▶ [STATED GOAL]
Pick out every line in the material below that contains the word "Could" and copy each one.

▶ [MATERIAL PROVIDED]

*****

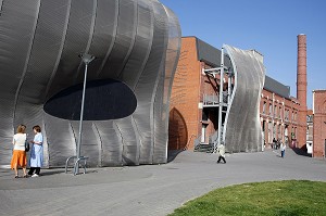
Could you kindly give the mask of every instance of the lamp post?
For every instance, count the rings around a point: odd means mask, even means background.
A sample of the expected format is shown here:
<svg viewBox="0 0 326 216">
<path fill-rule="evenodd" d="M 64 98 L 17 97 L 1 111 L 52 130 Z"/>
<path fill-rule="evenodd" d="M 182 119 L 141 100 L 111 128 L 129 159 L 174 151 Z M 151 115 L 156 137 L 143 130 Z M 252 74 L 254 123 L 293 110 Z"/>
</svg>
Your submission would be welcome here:
<svg viewBox="0 0 326 216">
<path fill-rule="evenodd" d="M 86 90 L 86 79 L 87 79 L 87 67 L 88 64 L 95 60 L 95 56 L 88 53 L 79 54 L 82 61 L 85 64 L 85 73 L 84 73 L 84 86 L 83 86 L 83 97 L 82 97 L 82 107 L 80 107 L 80 119 L 79 119 L 79 134 L 78 134 L 78 142 L 77 142 L 77 163 L 75 164 L 75 175 L 79 173 L 79 160 L 80 160 L 80 144 L 82 144 L 82 130 L 83 130 L 83 117 L 84 117 L 84 102 L 85 102 L 85 90 Z"/>
</svg>

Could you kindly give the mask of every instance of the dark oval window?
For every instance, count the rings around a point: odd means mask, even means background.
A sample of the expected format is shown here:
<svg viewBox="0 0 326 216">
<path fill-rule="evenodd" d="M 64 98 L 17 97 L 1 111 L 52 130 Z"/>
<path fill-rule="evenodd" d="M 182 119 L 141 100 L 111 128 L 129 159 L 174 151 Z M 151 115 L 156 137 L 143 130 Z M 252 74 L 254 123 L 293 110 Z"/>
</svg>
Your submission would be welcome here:
<svg viewBox="0 0 326 216">
<path fill-rule="evenodd" d="M 50 98 L 43 109 L 49 115 L 79 120 L 83 84 L 68 87 Z M 85 90 L 85 120 L 117 119 L 133 114 L 137 100 L 131 89 L 113 79 L 87 81 Z"/>
</svg>

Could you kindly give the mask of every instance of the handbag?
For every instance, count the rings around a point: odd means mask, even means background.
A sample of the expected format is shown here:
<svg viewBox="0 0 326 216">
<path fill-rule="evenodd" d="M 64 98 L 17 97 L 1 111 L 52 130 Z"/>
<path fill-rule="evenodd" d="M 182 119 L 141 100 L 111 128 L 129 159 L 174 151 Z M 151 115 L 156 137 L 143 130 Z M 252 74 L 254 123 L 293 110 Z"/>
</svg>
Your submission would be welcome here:
<svg viewBox="0 0 326 216">
<path fill-rule="evenodd" d="M 26 140 L 25 141 L 25 152 L 29 151 L 29 142 Z"/>
</svg>

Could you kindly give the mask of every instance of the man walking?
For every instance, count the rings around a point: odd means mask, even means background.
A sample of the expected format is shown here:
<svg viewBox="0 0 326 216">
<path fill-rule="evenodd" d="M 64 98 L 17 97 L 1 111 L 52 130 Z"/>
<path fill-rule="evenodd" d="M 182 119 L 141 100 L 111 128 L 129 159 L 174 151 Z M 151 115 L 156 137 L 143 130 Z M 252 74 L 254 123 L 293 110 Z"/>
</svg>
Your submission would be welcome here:
<svg viewBox="0 0 326 216">
<path fill-rule="evenodd" d="M 217 153 L 218 153 L 217 164 L 221 162 L 221 160 L 223 160 L 223 162 L 225 164 L 226 161 L 225 161 L 225 147 L 224 147 L 224 144 L 220 144 L 217 147 Z"/>
</svg>

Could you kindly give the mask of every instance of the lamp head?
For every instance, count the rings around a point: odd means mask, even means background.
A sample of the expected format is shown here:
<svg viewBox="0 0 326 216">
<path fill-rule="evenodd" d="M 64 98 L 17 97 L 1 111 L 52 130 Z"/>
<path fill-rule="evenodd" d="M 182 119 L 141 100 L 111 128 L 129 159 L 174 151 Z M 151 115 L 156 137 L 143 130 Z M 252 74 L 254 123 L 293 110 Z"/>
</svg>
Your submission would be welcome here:
<svg viewBox="0 0 326 216">
<path fill-rule="evenodd" d="M 96 56 L 88 53 L 80 53 L 78 55 L 85 64 L 89 64 L 91 61 L 96 59 Z"/>
</svg>

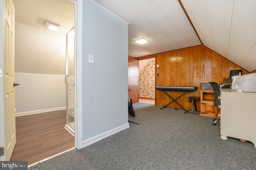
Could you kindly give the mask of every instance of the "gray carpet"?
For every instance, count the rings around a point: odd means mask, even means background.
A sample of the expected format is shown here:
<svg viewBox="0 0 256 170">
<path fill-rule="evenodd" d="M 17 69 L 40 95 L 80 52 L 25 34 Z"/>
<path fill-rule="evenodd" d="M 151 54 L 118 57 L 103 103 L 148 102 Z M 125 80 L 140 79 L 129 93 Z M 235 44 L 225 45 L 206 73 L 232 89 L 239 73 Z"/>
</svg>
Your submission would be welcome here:
<svg viewBox="0 0 256 170">
<path fill-rule="evenodd" d="M 212 118 L 142 103 L 130 128 L 83 149 L 75 149 L 32 170 L 256 169 L 256 148 L 220 139 Z M 238 122 L 239 123 L 239 122 Z"/>
</svg>

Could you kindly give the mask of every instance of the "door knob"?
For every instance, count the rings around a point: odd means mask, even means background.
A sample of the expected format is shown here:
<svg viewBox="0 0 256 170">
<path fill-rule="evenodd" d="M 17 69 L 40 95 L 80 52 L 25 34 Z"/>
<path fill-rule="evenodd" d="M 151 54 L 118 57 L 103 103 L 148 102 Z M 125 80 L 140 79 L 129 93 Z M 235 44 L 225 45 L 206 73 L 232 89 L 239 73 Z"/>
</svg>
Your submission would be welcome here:
<svg viewBox="0 0 256 170">
<path fill-rule="evenodd" d="M 16 86 L 20 86 L 20 84 L 18 83 L 13 83 L 13 86 L 15 87 Z"/>
</svg>

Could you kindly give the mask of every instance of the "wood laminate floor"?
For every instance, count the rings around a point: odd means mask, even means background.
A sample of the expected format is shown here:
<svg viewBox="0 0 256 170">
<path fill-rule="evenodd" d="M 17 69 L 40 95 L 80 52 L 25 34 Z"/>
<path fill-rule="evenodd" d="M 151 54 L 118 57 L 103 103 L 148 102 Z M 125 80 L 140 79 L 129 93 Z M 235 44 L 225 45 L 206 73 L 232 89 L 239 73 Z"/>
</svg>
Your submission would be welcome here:
<svg viewBox="0 0 256 170">
<path fill-rule="evenodd" d="M 16 117 L 16 142 L 12 161 L 28 165 L 74 146 L 74 138 L 64 126 L 66 110 Z"/>
</svg>

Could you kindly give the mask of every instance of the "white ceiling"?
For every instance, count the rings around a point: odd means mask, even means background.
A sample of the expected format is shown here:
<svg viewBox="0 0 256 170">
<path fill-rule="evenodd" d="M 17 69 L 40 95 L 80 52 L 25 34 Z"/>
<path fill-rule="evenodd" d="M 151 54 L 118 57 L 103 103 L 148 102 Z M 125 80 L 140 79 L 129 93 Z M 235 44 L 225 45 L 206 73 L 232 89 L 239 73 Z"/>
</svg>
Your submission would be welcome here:
<svg viewBox="0 0 256 170">
<path fill-rule="evenodd" d="M 177 0 L 95 0 L 127 20 L 129 55 L 140 57 L 201 44 Z M 144 38 L 149 42 L 134 41 Z"/>
<path fill-rule="evenodd" d="M 56 33 L 62 35 L 74 25 L 74 5 L 66 0 L 13 0 L 13 2 L 15 20 L 19 22 L 48 30 L 44 26 L 50 21 L 60 26 Z"/>
<path fill-rule="evenodd" d="M 204 45 L 256 69 L 256 0 L 181 0 Z"/>
</svg>

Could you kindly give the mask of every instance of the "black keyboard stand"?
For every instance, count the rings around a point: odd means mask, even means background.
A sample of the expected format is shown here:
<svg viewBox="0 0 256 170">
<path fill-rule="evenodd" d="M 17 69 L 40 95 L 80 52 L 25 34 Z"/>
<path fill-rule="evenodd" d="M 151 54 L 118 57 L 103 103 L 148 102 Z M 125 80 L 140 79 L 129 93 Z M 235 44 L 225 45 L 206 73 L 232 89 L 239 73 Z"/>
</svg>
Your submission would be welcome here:
<svg viewBox="0 0 256 170">
<path fill-rule="evenodd" d="M 164 107 L 163 107 L 162 108 L 160 108 L 160 109 L 163 109 L 164 108 L 165 108 L 166 107 L 167 107 L 167 106 L 169 105 L 171 103 L 172 103 L 173 102 L 176 102 L 176 103 L 177 103 L 179 105 L 179 106 L 180 106 L 182 108 L 183 108 L 183 109 L 184 109 L 184 110 L 186 111 L 187 112 L 187 110 L 184 108 L 182 106 L 181 106 L 180 105 L 180 104 L 177 101 L 177 99 L 178 99 L 178 98 L 180 98 L 180 97 L 181 97 L 182 96 L 183 96 L 184 94 L 186 94 L 187 92 L 188 92 L 188 91 L 186 91 L 185 92 L 184 92 L 184 93 L 183 94 L 182 94 L 182 95 L 181 95 L 180 96 L 178 96 L 178 97 L 177 97 L 177 98 L 176 98 L 176 99 L 174 99 L 172 98 L 172 97 L 171 96 L 170 96 L 170 94 L 169 94 L 168 93 L 167 93 L 167 92 L 166 92 L 166 91 L 165 90 L 162 90 L 162 92 L 164 92 L 164 93 L 165 93 L 166 94 L 166 95 L 167 96 L 169 96 L 169 98 L 171 98 L 172 99 L 172 101 L 171 101 L 171 102 L 170 102 L 170 103 L 169 103 L 168 104 L 167 104 L 167 105 L 165 105 L 165 106 L 164 106 Z"/>
</svg>

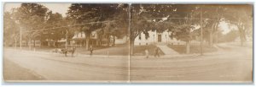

*****

▶ [OUTPUT BELOW]
Could you kindly give the mask of every instance of the lamp post?
Could you kindly give the mask of every instance of the dark oval window?
Could you kindly give the mask of every instance of the handbag?
Could you kindly give the mask of every instance of the man walking?
Could you kindly give the mask of every instance of the lamp head?
Could you kindly give the mask of every instance of the "gray carpet"?
Could you kindly give the mask of every instance of the "door knob"?
Could you kindly give the mask of every instance of the "wood laminate floor"?
Could you kindly give the mask of every instance of the "white ceiling"?
Could you kindly give the mask of every instance of the "black keyboard stand"?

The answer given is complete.